• Task details:
Each line in the entries below that contains the word "blue" counts once. Report how many there are and nothing more.

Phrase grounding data
┄┄┄┄┄┄┄┄┄┄┄┄┄┄┄┄┄┄┄┄
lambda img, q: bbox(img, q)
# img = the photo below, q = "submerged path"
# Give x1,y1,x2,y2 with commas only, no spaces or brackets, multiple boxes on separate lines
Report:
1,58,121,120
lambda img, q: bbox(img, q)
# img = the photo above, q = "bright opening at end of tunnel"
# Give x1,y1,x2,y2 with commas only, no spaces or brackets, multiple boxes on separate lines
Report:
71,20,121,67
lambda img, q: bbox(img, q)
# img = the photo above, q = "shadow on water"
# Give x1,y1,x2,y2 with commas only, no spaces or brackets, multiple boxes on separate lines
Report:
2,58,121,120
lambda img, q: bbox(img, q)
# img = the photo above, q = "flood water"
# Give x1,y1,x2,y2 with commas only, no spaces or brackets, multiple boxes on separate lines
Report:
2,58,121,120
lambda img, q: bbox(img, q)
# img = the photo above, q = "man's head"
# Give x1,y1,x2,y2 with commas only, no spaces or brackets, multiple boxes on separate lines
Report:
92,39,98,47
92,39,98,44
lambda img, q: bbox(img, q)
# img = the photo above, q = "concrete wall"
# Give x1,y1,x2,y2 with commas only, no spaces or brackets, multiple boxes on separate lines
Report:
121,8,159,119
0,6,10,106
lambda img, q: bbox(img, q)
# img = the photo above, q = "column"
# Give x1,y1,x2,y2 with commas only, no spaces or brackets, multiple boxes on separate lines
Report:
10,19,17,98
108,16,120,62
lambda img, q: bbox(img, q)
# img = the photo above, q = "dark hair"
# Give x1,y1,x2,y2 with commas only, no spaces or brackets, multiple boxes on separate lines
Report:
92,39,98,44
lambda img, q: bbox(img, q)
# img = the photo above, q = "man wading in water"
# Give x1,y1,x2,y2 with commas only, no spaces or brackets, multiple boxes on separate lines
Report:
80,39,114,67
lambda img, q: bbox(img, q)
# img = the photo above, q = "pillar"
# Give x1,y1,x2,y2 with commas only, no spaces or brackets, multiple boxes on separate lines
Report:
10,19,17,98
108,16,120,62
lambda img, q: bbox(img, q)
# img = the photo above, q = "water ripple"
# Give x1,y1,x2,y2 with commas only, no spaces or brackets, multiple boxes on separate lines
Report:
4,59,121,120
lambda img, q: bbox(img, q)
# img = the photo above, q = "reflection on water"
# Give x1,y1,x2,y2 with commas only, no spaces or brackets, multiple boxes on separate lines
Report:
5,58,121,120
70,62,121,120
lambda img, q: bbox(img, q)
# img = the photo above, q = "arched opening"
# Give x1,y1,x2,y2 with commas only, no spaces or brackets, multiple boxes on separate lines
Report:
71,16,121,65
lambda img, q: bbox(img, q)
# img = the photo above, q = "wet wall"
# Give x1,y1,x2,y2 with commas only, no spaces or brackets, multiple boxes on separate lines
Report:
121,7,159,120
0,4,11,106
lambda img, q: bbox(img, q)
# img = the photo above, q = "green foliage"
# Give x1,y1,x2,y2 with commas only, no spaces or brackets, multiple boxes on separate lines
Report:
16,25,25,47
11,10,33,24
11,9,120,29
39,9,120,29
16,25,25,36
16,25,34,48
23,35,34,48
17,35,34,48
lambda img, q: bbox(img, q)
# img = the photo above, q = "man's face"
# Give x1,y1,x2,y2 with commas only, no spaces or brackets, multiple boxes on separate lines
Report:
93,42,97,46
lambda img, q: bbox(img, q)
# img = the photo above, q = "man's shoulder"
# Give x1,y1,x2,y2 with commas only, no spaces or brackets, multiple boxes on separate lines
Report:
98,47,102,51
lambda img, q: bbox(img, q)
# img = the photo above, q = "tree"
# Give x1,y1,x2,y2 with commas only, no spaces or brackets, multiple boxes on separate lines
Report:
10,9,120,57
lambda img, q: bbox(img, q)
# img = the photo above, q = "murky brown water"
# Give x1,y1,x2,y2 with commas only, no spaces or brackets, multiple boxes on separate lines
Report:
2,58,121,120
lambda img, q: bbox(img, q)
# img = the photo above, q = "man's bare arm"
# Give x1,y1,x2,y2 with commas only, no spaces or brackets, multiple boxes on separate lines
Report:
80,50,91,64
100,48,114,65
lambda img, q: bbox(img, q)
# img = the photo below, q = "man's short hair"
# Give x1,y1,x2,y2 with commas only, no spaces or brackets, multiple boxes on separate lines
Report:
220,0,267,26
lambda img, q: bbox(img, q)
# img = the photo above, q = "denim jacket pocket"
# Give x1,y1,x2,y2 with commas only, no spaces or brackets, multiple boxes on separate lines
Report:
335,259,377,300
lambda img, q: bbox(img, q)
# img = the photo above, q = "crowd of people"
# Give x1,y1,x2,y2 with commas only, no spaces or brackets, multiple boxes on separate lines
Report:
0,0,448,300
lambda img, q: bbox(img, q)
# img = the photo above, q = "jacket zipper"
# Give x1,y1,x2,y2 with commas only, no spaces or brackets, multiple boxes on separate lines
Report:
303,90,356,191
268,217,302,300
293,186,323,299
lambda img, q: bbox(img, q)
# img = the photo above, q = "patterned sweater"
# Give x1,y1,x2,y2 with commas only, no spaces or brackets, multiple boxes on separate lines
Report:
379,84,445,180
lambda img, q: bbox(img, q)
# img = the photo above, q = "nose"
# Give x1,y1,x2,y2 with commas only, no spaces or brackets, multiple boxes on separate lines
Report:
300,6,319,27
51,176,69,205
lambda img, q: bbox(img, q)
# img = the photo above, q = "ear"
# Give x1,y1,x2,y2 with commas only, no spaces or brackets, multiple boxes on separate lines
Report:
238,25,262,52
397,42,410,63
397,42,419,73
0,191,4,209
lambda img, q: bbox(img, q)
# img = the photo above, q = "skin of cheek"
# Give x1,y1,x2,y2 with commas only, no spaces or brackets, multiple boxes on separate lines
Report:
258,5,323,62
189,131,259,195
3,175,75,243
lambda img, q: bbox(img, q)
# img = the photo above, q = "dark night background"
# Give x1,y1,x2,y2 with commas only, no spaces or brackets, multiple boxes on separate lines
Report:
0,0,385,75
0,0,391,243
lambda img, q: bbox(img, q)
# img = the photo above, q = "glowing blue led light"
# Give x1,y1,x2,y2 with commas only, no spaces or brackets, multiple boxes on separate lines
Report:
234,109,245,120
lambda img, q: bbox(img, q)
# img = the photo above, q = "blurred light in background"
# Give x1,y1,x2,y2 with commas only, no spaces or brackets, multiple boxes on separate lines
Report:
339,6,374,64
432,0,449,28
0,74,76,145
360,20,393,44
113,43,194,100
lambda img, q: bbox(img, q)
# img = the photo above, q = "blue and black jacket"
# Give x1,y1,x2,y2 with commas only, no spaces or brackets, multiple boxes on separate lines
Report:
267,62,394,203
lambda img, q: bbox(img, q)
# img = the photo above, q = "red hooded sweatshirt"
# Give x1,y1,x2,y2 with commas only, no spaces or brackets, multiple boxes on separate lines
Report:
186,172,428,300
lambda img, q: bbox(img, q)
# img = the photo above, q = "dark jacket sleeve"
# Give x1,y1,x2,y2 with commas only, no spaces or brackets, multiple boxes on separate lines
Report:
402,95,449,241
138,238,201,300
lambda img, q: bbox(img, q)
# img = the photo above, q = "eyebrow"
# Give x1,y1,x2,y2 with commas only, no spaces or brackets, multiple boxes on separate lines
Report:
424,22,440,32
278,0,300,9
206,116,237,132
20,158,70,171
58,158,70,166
┄┄┄┄┄┄┄┄┄┄┄┄┄┄┄┄┄┄┄┄
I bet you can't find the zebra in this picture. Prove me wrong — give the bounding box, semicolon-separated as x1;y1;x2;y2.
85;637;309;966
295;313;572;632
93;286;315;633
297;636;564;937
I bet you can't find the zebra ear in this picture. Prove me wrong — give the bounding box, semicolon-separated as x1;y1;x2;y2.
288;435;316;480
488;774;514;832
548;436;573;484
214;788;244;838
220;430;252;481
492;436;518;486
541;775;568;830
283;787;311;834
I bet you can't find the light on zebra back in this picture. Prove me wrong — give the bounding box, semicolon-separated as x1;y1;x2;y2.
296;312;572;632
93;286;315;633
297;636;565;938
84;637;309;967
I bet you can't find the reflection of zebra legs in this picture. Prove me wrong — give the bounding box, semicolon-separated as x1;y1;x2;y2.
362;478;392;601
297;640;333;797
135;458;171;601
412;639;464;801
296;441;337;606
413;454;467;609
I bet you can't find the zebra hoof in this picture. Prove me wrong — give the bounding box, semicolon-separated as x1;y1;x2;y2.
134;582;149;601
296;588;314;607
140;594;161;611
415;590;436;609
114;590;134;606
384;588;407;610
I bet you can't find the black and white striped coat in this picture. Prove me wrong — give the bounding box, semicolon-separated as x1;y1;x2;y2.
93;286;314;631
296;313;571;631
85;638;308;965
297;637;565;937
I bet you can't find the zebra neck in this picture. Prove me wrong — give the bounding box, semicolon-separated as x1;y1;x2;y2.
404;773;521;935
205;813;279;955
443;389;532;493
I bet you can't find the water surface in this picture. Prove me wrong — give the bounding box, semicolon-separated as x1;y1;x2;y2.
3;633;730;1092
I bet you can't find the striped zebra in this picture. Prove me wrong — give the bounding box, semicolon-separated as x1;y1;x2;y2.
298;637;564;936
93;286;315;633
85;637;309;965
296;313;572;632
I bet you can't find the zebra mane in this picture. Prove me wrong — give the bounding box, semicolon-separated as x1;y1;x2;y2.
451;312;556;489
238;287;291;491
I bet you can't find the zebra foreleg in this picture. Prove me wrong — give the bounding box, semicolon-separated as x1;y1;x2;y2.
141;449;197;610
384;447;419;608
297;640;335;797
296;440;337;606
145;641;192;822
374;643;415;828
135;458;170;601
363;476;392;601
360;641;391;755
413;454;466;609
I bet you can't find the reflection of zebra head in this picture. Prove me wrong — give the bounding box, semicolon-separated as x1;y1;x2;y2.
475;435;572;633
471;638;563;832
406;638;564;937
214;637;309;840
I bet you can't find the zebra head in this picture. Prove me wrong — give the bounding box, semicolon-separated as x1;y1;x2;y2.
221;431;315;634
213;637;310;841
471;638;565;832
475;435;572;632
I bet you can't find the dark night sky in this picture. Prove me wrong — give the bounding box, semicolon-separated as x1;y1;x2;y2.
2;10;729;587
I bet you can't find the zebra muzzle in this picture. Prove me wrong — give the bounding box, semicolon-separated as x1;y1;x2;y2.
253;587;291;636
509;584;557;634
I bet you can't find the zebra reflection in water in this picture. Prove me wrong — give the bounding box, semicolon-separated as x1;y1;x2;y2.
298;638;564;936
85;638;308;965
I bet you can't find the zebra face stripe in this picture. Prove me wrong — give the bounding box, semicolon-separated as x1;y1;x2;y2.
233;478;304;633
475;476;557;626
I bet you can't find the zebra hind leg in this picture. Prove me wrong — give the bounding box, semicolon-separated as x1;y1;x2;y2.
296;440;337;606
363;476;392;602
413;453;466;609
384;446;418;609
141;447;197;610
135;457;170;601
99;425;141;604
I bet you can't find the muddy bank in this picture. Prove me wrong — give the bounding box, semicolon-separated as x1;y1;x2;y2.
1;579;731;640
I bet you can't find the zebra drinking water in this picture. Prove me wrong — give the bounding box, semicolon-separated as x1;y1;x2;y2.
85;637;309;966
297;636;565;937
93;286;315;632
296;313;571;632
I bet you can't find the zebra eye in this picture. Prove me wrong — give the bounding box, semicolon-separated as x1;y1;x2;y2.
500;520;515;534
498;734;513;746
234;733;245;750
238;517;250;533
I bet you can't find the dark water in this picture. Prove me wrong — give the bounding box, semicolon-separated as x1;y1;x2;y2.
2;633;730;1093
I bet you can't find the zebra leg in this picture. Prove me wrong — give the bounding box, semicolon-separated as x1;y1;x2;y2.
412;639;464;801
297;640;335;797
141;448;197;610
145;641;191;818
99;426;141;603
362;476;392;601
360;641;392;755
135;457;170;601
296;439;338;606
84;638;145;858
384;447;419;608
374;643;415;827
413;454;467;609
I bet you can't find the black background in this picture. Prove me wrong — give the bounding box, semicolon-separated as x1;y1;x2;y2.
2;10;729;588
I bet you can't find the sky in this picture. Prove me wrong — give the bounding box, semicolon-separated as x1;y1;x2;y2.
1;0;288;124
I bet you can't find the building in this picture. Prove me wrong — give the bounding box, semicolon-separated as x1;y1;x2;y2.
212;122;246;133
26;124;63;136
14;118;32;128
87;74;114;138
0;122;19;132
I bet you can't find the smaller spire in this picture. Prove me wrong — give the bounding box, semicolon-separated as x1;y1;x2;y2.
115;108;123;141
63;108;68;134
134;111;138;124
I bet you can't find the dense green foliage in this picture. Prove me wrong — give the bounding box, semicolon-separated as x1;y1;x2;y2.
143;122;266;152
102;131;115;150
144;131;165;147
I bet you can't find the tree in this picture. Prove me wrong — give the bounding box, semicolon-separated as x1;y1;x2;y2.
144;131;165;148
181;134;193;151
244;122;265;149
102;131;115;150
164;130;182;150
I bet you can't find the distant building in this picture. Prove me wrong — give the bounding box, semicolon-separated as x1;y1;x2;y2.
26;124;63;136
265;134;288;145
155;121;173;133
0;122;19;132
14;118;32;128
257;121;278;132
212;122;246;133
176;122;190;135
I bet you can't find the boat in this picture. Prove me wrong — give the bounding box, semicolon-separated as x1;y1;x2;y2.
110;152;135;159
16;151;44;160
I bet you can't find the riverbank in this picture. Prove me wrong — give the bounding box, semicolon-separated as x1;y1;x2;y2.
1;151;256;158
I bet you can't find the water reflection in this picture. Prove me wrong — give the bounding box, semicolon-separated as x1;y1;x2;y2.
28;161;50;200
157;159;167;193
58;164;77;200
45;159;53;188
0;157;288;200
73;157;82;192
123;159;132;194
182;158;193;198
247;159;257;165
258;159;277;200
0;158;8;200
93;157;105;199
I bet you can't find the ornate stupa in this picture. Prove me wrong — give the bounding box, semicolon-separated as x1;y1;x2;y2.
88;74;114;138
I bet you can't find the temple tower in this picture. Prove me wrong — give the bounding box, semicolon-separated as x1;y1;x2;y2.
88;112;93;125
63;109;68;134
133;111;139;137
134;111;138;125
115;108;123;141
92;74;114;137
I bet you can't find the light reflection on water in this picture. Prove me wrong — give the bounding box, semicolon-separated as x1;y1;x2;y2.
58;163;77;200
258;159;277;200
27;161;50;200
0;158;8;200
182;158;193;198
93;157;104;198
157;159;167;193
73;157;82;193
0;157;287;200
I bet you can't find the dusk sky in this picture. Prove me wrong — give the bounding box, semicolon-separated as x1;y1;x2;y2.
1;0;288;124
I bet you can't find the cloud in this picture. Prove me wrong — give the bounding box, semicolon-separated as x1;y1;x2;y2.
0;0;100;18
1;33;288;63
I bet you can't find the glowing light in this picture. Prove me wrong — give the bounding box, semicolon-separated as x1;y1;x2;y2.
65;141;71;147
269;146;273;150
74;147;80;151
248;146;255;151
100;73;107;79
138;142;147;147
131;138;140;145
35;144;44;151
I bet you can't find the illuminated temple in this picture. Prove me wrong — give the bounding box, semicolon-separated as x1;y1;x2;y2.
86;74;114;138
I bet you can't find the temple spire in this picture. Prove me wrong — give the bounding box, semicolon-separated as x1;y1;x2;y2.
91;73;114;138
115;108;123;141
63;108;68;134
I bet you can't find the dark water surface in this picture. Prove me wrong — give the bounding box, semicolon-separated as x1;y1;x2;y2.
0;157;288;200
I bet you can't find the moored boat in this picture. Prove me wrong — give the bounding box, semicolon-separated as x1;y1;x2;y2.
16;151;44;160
┄┄┄┄┄┄┄┄┄┄┄┄┄┄┄┄┄┄┄┄
• Problem solution:
2